━━━ Document extract
In tandem with his doubts about God’s existence, Robinette was also conflicted by his desire to lead an ordinary, collegiate life and his growing ambition to pursue a career based on music. He knew that no matter what path he took, he would ultimately need to earn a degree first and so, upon graduating high school, he applied and was accepted to Belmont University in Nashville, Tenn.
His freshman year courses in music business and music production weren’t enough to quell his fantasies of dropping out of school, moving to New York, and eventually going on tour.
“It really wasn’t until my sophomore year that the light turned on for me, and then intellectual endeavor became intrinsic, and my engagement in academics went through the roof,” he said.
That “light” was ignited by a survey of British literature class, which Robinette enrolled in just to fulfill his core requirement. Before he knew it, he fell in love with the works of great British poets and essayists from the Victorian era, like Thomas Hardy, Matthew Arnold, and Walter Pater.
“I was particularly interested in writing and reading about the Victorian sense of mourning over the lost enchanted world,” he said. “That is, the sense that it was no longer easy, nor possible, to believe in God and the sort of inner destitution that that can produce. So I was drawn to writers that were exploring what it was like to live in the twilight of the gods or of God, because that was going on in myself as well.”
With this appreciation for the written word came a fondness for the philosophies that guided the pens of these immortalized souls. Books were mediums for testing ethical systems and exploring the dynamics of the human mind. Suddenly, he found himself staring at the same question he had tried to run from: Is there a God, and if not, what do we do?
“By the time that I graduated college, I was perfectly confused,” he said.
But something within him knew that the sun would rise.
For his sharp writing skills and fondness for the intricacies of the English language, Robinette was immediately hired after graduation to be a contributing editor for a large public relations agency, Chaz Taylor Inc, where he was grateful for the secure salary right out of college—but something was missing.
That radiant sensation of inner light he’d experienced while reading British literature his sophomore year of college, or while playing the drums his senior year of high school, had suddenly grow dim. By his third month at the agency, he was already dreaming of a way out. Nostalgic for the classroom setting, he mused about becoming a professor.
━━━━━━
# Required tasks
1. Copy everything in the Robinette profile from "With this appreciation" down to "something was missing.", swapping "perfectly confused" for "utterly confused".
2. Extend the Robinette profile with new text that picks up right after its last sentence.
The listing that follows has no connection to the Robinette profile.
━━━ Recorded data
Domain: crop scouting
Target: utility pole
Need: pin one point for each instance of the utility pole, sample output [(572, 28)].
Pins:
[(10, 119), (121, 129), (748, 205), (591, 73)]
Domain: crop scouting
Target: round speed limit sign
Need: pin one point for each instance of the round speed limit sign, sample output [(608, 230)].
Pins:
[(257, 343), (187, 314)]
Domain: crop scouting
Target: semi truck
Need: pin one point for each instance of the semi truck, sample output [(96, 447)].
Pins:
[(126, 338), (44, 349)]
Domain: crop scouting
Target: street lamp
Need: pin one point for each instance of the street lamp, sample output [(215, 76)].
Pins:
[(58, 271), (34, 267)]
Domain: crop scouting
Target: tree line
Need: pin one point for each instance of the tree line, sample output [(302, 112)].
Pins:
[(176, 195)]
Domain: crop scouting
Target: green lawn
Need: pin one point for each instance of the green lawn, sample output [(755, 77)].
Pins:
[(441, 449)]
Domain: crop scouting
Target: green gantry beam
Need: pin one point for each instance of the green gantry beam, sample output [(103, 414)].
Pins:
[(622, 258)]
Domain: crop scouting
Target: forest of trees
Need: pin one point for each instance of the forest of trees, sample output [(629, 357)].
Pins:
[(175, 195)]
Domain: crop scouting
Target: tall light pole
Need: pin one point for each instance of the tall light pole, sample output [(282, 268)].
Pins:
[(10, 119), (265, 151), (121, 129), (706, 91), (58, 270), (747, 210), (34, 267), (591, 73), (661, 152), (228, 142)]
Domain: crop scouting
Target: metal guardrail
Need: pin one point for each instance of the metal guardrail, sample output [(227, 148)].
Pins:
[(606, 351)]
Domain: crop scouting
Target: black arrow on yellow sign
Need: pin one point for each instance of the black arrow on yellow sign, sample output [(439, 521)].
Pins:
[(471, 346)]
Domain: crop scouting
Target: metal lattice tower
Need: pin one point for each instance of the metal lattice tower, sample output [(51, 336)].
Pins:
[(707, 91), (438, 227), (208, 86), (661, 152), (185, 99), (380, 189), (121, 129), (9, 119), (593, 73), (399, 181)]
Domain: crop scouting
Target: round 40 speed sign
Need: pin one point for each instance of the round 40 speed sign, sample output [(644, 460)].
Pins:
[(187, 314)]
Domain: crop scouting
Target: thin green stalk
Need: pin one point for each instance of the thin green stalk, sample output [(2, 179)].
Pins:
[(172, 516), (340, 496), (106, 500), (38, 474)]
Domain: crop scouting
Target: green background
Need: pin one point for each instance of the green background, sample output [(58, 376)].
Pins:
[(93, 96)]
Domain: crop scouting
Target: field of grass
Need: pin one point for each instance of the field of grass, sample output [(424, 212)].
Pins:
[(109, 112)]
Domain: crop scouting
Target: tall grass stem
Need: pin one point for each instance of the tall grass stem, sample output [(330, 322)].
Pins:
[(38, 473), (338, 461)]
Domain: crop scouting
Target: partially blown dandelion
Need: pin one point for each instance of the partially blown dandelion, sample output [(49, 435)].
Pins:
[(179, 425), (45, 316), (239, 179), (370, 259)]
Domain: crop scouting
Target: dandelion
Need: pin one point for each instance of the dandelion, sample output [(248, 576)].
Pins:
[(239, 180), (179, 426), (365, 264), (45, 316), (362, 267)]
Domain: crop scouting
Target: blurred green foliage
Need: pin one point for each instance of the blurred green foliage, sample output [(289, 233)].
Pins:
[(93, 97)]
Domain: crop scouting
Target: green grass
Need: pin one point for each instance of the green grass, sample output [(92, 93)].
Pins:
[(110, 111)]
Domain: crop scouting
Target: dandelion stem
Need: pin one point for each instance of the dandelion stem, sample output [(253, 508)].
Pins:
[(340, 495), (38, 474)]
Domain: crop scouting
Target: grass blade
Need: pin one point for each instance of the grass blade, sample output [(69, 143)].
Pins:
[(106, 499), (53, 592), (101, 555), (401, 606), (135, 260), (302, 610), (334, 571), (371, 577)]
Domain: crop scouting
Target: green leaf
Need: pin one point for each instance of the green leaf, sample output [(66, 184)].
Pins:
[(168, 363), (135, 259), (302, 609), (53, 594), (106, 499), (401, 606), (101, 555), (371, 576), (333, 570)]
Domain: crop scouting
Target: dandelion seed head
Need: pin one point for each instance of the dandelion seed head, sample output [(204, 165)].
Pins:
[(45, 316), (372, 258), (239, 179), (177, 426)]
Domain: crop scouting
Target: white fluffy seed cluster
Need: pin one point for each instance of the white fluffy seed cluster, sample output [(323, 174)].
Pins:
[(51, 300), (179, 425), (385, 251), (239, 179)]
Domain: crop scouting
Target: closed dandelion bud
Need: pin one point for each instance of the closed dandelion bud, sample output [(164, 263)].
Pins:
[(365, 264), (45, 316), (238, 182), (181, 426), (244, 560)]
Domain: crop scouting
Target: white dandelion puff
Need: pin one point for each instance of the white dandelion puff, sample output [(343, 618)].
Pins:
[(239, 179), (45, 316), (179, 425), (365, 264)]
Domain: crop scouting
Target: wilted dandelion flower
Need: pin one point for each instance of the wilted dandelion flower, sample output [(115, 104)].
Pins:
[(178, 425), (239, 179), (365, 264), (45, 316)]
━━━━━━
# Exercise results
1.
With this appreciation for the written word came a fondness for the philosophies that guided the pens of these immortalized souls. Books were mediums for testing ethical systems and exploring the dynamics of the human mind. Suddenly, he found himself staring at the same question he had tried to run from: Is there a God, and if not, what do we do?
“By the time that I graduated college, I was utterly confused,” he said.
But something within him knew that the sun would rise.
For his sharp writing skills and fondness for the intricacies of the English language, Robinette was immediately hired after graduation to be a contributing editor for a large public relations agency, Chaz Taylor Inc, where he was grateful for the secure salary right out of college—but something was missing.

2.
“I was in this in-between spot where lots of things interested me, but no one thing commanded me,” Robinette said. “I looked at my wife Krista and said, ‘How do I early retire?’ She looked back at me and said, ‘You’ve got a few things to figure out.’”
Robinette began researching and exploring the prospects of applying to graduate school more seriously. It became clear to him that he needed to find a resolute path, but that he could not hurry in doing so. But, in an unexpected moment, clarity struck.
“I was outside, chopping and moving wood behind my apartment,” he says. “And … It occurred to me: What better thing to do than to become a janitor at a church?”
When he first approached his high school sweetheart-turned wife with the idea, the conversation was intense. But, ultimately she came around and recognized the necessity of him leaving his job.
After that, Robinette began to call churches during his lunch break at the office to ask about work. About halfway down the list, he got to a church called St. Bartholomew’s in Indiana and was informed that it had lost its former janitor just the other day and was looking for someone to fill the position.
When asked what work experience he had, Robinette’s confidence faded to a mumble. “I’m a contributing editor,” he said. Though the rector, Fr. Ian, was initially skeptical, Robinette was hired shortly after, put in his two-weeks notice, and was soon learning the ways of being a janitor.
“It was during that year that I cut my hair and wanted to just be unknown,” he said. “I was able to live out this desire that had always been with me, essentially to live the life of the monk. That year is when it became clear to me which direction in my life I would go. The religious questions came back. I started to warm up to the idea of God again after a real flushing out and a purgation of it.”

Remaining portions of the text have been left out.